### What to work on:
Could you write out the lines below exactly, beginning with the first and finishing with the one that contains "Target: rock outcrop"?

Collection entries
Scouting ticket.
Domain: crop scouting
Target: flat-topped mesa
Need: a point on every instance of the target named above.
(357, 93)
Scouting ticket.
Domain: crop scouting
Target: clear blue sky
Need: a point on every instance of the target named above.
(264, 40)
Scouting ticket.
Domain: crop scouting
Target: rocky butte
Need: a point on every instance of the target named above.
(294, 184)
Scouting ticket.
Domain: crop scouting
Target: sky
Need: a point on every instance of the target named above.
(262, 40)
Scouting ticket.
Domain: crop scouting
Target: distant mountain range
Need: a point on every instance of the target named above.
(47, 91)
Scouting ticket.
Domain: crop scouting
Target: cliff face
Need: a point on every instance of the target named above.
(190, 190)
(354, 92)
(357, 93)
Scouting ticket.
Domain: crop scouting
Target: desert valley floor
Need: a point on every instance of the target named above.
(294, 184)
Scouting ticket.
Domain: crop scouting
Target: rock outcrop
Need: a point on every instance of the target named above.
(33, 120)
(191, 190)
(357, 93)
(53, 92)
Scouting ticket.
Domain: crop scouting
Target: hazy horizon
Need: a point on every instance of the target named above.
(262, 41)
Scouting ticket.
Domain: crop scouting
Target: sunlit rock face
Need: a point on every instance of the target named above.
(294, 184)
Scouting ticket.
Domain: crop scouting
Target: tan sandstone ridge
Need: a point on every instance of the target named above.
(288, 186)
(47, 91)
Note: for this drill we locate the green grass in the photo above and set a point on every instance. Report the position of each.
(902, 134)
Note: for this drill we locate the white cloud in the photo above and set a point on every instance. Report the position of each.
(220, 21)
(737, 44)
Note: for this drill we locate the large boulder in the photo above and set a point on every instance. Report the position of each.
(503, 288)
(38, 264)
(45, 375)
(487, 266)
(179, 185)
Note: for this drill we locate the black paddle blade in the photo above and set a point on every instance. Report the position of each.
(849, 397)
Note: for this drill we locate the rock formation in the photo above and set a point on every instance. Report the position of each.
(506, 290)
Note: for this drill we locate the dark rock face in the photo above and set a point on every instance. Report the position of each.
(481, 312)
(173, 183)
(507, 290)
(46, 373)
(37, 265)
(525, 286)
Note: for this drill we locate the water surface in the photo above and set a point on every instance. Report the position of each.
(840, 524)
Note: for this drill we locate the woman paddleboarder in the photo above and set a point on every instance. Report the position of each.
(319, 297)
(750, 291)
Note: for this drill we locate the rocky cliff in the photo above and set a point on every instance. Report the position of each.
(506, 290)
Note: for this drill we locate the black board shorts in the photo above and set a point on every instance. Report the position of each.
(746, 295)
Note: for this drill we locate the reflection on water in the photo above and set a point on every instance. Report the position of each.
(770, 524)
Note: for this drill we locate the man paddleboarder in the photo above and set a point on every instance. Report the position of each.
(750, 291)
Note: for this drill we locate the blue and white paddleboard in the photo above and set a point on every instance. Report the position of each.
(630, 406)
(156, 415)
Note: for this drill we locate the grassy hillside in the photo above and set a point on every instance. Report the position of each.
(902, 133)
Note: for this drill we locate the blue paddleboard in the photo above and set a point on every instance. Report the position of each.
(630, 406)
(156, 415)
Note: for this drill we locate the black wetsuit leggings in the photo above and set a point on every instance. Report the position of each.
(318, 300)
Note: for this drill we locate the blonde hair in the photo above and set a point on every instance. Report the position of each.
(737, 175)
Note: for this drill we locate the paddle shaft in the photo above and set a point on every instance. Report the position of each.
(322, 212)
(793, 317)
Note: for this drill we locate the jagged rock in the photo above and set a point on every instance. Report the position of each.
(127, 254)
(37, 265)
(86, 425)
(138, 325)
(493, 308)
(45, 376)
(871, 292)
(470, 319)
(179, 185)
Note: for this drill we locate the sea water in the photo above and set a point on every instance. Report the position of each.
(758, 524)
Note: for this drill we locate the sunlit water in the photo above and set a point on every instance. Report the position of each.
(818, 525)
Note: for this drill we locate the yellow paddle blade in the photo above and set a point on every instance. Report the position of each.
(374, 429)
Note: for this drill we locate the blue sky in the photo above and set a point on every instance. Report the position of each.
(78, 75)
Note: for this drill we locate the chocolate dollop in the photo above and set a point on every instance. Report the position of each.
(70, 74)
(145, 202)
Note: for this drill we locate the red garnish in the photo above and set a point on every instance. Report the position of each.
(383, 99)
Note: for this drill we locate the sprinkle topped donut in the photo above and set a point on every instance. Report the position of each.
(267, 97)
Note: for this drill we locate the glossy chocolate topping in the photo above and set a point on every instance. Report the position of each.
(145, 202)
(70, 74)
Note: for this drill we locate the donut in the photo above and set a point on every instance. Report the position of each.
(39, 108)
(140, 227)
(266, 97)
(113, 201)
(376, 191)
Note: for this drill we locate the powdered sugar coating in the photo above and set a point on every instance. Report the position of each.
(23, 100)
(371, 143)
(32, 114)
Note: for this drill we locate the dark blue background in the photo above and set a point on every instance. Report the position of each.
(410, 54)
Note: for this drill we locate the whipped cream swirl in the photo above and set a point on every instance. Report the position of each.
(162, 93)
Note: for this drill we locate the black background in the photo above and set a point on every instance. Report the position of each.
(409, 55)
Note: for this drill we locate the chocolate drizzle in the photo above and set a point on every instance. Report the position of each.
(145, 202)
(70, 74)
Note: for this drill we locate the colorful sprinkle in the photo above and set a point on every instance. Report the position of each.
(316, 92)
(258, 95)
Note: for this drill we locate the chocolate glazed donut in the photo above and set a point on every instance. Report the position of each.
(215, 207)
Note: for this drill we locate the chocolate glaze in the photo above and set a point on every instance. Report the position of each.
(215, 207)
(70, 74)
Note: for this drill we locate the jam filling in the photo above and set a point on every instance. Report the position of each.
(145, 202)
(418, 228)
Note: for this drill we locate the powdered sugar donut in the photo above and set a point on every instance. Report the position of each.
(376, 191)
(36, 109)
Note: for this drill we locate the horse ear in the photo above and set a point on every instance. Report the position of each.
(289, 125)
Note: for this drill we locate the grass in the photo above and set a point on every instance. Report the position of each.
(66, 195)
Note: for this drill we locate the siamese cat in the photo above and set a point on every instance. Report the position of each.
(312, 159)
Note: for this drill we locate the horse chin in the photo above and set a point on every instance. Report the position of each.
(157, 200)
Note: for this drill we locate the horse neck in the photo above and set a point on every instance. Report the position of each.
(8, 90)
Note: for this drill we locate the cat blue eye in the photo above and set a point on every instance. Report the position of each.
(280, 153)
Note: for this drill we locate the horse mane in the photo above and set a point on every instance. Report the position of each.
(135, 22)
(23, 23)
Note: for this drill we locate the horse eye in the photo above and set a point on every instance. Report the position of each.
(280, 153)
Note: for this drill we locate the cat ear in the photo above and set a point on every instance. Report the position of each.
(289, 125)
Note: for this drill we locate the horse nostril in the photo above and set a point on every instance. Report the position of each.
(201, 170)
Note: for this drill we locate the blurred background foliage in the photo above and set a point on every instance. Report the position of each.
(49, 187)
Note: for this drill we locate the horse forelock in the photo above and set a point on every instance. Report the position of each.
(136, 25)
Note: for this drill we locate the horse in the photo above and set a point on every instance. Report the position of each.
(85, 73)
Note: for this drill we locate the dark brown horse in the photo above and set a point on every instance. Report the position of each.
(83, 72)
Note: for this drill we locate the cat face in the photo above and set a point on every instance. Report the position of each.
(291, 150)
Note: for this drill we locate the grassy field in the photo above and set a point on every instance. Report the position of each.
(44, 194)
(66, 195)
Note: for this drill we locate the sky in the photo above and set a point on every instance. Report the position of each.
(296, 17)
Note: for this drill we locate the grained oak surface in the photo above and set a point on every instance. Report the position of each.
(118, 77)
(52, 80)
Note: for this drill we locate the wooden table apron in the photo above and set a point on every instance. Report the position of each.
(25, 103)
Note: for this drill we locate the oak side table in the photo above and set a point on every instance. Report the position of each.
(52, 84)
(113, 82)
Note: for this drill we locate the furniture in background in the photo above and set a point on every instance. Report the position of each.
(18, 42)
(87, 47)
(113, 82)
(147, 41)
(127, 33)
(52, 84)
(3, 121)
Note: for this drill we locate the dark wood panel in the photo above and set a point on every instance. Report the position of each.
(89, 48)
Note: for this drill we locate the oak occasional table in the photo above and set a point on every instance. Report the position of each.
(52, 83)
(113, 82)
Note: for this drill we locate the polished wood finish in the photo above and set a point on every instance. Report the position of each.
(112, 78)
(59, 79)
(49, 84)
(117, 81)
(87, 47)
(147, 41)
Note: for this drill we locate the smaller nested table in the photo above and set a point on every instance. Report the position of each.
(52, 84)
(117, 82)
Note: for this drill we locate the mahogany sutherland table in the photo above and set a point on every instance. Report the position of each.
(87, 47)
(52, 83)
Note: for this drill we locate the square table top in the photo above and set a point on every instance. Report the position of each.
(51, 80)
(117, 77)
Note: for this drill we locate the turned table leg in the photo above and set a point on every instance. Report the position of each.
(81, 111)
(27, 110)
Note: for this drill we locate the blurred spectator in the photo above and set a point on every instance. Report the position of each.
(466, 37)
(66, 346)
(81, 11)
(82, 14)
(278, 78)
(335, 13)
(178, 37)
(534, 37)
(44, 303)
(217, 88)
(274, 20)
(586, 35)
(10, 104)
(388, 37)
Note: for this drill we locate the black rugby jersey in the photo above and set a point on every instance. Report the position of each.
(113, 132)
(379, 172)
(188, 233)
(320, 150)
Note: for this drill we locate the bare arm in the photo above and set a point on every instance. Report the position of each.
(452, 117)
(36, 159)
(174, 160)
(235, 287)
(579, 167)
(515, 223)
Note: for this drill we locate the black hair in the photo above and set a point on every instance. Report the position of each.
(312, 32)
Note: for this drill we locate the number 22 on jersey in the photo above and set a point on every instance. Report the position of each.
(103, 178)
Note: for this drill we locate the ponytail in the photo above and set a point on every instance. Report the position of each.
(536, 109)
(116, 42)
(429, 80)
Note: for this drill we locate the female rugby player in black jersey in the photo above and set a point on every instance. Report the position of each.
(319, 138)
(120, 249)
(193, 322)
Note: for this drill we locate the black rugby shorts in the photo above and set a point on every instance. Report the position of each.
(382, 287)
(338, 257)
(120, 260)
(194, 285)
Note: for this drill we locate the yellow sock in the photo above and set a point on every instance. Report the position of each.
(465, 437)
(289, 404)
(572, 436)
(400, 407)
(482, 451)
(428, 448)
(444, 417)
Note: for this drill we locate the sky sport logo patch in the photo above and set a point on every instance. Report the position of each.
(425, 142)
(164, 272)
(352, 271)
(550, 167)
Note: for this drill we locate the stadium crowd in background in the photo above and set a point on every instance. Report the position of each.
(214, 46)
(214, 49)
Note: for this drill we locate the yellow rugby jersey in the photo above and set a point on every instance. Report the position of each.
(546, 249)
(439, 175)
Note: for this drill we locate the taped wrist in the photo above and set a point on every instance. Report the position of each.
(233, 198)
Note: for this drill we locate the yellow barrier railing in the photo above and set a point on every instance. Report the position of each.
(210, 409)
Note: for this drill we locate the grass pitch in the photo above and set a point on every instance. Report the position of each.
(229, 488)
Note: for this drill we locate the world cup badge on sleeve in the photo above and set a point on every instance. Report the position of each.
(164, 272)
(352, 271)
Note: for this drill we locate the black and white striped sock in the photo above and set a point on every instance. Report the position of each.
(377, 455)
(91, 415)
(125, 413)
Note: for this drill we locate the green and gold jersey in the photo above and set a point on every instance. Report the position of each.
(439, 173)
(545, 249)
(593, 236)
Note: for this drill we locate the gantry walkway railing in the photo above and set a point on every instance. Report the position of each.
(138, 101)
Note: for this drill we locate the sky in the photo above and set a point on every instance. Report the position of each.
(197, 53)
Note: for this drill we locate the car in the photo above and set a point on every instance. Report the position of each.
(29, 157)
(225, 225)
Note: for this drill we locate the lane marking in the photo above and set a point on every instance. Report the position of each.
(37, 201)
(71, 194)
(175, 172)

### Solution:
Scouting ticket.
Domain: crop scouting
Target: flat-topped mesa
Need: a point on every instance of the target named above.
(357, 93)
Scouting ticket.
Domain: crop scouting
Target: clear blue sky
Need: a point on every instance of the target named above.
(264, 40)
Scouting ticket.
Domain: crop scouting
Target: rocky butte
Need: a point on every instance of the target named above.
(294, 184)
Scouting ticket.
Domain: crop scouting
Target: sky
Need: a point on every instance of the target named above.
(262, 40)
Scouting ticket.
Domain: crop scouting
Target: distant mountain range
Need: a point on every instance of the target named above.
(47, 91)
Scouting ticket.
Domain: crop scouting
Target: cliff face
Need: a point on every instance of the target named above.
(190, 190)
(354, 92)
(357, 93)
Scouting ticket.
Domain: crop scouting
Target: desert valley floor
Need: a point on every instance of the target named above.
(294, 184)
Scouting ticket.
Domain: crop scouting
Target: rock outcrop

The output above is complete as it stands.